> _STUDY TEXT_:
++++++++++

Many medical professionals and members of the general public are losing faith in the credibility of the clinical trial and drug approval process, and rightfully so in light of all the corporate corruption and criminal behavior that has recently come to light. Two new papers published in the New England Journal of Medicine (NEJM) suggest that drug industry corruption is so pervasive nowadays that even the most rigorously-conducted studies and trials are not being taken seriously by many doctors.
Over the past three years, nearly every major drug company on the planet has been convicted of some kind of criminal behavior, whether it is fudging drug safety data; pushing drugs for off-label uses; bribing doctors and medical professionals to prescribe dangerous drugs; or conducting fraudulent clinical trials. Collectively, these companies have been forced to pay roughly $11 billion in fines for these and other crimes, which have apparently become a normal part of their corporate operating procedures.
“In all, 26 companies, including eight of the 10 top players in the global industry, have been found to be acting dishonestly,” writes Jeremy Laurance for the U.K.’s Independent about Big Pharma’s culture of corruption. “The scale of the wrongdoing, revealed for the first time, has undermined public and professional trust in the industry and is holding back clinical progress.”
Drug giant GlaxoSmithKline (GSK), for instance, was recently fined $3 billion for bribing doctors, lying to the U.S. Food and Drug Administration (FDA), illegally marketing and promoting drugs, and falsifying clinical trial data (http://www.naturalnews.com/036417_Glaxo_Merck_fraud.html). Merck, Pfizer, Novartis, and many other major players have also been convicted in recent years of similar wrongdoing, and faced similar fines.

++++++++++

> _ACTIVITY LIST_:
**A.** Name every drug company the article on drug industry corruption mentions by name.
**B.** According to the drug industry corruption article, how much was GlaxoSmithKline recently fined?
**C.** Write the next part of the article on drug industry corruption, picking up after its final paragraph.

++++++++++

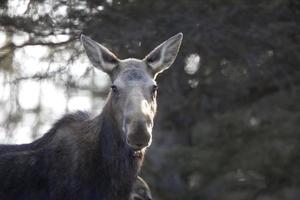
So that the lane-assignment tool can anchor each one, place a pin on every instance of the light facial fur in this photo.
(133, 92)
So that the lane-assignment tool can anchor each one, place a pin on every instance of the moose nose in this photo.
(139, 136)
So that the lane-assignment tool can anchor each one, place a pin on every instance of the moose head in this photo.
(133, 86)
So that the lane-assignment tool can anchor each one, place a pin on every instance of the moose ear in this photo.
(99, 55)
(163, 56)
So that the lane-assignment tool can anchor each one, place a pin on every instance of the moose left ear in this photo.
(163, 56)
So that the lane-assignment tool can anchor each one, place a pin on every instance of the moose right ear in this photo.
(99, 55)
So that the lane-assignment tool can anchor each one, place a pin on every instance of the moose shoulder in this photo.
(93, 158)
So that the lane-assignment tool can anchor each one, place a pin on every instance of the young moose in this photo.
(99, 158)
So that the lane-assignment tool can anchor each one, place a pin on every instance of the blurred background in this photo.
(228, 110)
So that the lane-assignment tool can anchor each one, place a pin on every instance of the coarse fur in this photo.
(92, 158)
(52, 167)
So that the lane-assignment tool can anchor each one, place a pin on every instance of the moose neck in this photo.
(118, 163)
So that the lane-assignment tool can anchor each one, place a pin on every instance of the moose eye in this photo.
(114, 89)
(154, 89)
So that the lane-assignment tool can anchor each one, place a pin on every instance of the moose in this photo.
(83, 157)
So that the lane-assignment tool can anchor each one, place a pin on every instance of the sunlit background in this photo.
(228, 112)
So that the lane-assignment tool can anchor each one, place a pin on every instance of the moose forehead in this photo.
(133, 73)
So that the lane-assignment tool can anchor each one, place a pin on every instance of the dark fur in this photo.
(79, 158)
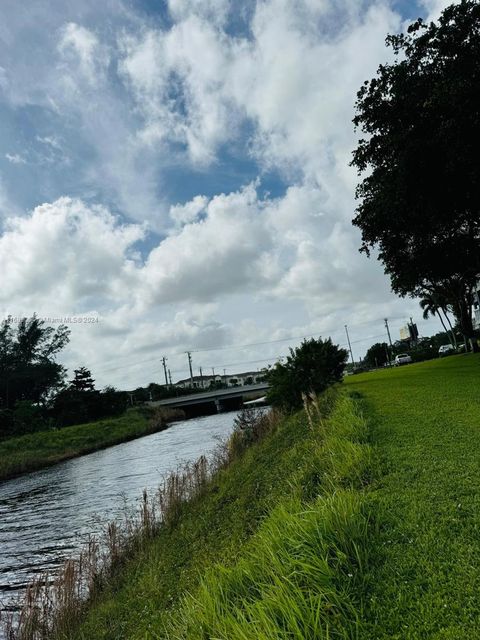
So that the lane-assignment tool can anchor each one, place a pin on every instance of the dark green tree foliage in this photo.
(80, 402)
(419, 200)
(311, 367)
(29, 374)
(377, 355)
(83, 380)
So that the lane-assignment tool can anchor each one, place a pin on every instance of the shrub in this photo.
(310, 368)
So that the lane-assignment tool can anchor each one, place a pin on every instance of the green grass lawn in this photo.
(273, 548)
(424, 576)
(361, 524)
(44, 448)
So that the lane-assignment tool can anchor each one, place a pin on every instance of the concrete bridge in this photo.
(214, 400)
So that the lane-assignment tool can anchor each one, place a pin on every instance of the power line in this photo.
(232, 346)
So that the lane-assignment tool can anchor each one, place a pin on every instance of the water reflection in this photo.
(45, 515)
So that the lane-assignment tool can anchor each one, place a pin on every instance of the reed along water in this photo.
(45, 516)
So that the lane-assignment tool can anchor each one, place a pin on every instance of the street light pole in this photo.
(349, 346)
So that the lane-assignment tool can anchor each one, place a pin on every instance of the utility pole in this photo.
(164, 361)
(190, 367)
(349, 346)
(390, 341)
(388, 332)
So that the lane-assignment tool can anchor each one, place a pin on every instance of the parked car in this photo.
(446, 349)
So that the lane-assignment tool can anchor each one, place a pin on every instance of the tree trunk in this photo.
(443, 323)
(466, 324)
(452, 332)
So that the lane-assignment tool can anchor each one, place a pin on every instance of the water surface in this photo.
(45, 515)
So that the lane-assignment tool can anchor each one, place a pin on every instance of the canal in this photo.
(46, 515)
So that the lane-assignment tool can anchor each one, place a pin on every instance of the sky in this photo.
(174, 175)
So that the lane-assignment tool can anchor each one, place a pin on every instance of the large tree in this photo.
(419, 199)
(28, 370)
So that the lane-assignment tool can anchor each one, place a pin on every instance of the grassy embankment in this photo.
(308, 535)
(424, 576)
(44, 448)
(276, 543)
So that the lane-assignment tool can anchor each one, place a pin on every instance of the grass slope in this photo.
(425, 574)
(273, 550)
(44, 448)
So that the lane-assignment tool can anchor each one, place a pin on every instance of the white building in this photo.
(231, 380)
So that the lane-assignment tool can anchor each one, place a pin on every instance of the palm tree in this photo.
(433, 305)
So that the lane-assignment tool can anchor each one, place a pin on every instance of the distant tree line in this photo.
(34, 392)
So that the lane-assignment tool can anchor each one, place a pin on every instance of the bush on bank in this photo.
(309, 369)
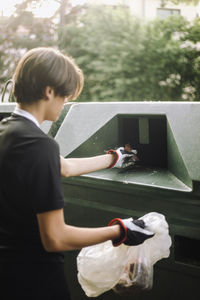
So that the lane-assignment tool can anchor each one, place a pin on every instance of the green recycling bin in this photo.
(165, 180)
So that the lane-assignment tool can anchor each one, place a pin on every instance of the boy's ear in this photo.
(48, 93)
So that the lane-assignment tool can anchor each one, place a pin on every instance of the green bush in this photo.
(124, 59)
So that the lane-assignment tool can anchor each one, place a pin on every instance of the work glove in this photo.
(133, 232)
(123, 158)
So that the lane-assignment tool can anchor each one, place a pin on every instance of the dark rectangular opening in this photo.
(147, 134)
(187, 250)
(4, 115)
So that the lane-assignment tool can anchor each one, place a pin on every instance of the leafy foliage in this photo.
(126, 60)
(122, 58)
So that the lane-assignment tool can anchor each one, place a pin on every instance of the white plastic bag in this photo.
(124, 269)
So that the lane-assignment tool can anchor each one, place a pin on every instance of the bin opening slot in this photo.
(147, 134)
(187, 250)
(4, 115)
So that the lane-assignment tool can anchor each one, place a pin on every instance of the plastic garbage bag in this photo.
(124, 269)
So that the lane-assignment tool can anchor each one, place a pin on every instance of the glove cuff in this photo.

++++++++++

> _ACTIVITY ANSWERS_:
**A.** GlaxoSmithKline (GSK), Merck, Pfizer, Novartis

**B.** $3 billion

**C.**
No drug company executives, employees have ever been held personally responsible for criminal behavior
The real shocker in all this; however, is the fact that not a single drug company executive at any of these behemoth organizations has ever been held personally responsible for their companies’ crimes. Though millions of people have been injured or killed by these drug companies’ illegal activities, the only penalties the industry has ever had to face are relatively measly criminal fines that amount to practically nothing in the greater scheme of things.
According to Kevin Outterson, a lawyer from Boston University, these criminal fines, as large as they might seem to the average person, are a mere fraction of these companies’ overall revenues and profits. As we pointed out before, such fines are now considered to be just another “cost of doing business” to many drug companies. As Outterson puts it, these fines will do little, if anything, to actually deter such illegal activity from taking place in the future.
“Companies might well view such fines as a quite small percentage of their global revenue,” Outterson is quoted as saying by the Independent. “If so, little has been done to change the system. The government merely recoups a portion of the financial fruit of firms’ past misdeeds.”